### [Task description]
Copy the part of the items that opens with the line containing "target: arched window" and runs to the end of the items, both ends included, keeping every character the same.

** START **

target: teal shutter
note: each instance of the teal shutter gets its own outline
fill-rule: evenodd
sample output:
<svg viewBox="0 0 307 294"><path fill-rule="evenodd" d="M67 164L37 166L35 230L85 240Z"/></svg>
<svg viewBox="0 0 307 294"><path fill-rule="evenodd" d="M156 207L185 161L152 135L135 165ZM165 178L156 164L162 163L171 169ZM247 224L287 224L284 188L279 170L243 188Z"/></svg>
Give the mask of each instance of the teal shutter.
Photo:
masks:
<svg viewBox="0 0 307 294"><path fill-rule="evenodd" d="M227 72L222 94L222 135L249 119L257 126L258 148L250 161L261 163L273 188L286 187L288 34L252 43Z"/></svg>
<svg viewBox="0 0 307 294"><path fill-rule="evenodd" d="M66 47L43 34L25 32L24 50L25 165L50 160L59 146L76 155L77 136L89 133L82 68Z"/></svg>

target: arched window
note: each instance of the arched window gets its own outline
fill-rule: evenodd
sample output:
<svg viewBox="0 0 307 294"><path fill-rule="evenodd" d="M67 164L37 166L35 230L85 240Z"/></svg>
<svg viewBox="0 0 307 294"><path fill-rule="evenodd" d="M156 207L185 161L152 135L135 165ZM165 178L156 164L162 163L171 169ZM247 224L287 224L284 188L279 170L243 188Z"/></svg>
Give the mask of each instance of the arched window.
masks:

** END **

### [Full output]
target: arched window
note: each instance of the arched window gets its own outline
fill-rule: evenodd
sample output:
<svg viewBox="0 0 307 294"><path fill-rule="evenodd" d="M67 164L37 166L35 230L85 240Z"/></svg>
<svg viewBox="0 0 307 294"><path fill-rule="evenodd" d="M156 207L185 161L152 135L135 165ZM165 178L156 164L162 163L171 169ZM247 224L287 224L284 188L279 170L243 188Z"/></svg>
Give the mask of each instance of the arched window.
masks:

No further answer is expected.